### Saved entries
....................

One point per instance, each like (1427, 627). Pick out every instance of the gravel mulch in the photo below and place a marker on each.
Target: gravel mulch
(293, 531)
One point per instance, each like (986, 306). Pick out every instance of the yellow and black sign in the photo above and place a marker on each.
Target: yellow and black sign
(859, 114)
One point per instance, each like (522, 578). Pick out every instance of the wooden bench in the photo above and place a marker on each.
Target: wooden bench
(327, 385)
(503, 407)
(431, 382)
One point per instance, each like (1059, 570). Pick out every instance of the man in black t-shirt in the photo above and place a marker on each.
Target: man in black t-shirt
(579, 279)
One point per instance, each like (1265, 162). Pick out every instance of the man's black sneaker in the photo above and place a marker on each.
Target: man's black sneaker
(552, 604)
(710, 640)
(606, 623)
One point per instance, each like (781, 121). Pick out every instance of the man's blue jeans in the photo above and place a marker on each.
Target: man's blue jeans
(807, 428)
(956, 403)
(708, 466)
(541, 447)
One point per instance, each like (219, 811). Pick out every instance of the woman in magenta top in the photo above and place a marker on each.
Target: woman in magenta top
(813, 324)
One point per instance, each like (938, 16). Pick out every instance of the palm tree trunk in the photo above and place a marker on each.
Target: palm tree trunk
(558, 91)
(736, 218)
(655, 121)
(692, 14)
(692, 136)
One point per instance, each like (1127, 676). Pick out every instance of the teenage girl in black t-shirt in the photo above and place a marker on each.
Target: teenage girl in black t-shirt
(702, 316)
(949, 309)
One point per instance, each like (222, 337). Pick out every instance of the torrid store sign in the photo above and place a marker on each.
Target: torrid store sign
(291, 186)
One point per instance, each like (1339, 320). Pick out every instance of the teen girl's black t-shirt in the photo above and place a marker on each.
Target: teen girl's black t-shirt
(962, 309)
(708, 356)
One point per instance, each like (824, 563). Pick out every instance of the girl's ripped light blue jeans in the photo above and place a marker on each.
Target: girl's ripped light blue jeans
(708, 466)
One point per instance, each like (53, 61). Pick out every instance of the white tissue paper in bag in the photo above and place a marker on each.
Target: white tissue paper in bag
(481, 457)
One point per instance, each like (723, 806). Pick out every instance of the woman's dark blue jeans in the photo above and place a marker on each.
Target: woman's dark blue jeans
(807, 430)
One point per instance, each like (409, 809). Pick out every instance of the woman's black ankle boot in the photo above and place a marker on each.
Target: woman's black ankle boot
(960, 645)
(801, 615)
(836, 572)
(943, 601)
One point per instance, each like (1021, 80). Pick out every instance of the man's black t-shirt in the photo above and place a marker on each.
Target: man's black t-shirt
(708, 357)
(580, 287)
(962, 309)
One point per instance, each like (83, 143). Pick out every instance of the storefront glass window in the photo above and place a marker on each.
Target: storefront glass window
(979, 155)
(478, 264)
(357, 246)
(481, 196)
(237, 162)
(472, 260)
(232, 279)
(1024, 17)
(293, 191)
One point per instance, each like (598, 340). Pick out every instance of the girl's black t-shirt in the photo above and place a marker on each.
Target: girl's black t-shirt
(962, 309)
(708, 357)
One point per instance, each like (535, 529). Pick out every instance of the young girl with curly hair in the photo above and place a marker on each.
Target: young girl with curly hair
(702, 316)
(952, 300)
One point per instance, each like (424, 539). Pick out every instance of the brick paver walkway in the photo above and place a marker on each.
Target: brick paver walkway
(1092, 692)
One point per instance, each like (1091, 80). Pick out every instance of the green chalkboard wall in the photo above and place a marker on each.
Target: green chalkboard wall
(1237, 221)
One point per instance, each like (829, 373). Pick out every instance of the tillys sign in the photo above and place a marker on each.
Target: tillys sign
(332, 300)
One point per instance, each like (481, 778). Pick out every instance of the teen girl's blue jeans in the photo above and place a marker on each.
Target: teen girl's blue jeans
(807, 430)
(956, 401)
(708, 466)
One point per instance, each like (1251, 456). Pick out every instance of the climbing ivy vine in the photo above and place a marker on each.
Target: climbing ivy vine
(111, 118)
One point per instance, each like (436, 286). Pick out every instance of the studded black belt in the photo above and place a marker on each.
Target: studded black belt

....................

### TASK
In the entries above, find the line with "One point per instance, each like (1339, 320)." and the line with "One point per instance, each like (53, 61).", then set down exactly those two and every line between them, nothing else.

### ANSWER BOX
One point per instance, each like (1339, 320). Pick out every instance of the teen girl's black t-shirt in the photo above and place a marker on each.
Target: teen girl's black t-shirt
(962, 309)
(708, 356)
One point per instance, each like (824, 563). Pick out every instance of the girl's ripped light blue jeans in the photo above and place a marker on each.
Target: girl's ripped light blue jeans
(708, 466)
One point per instance, each like (53, 61). Pick out every instance of the white tissue paper in bag in the photo above and place a marker on each.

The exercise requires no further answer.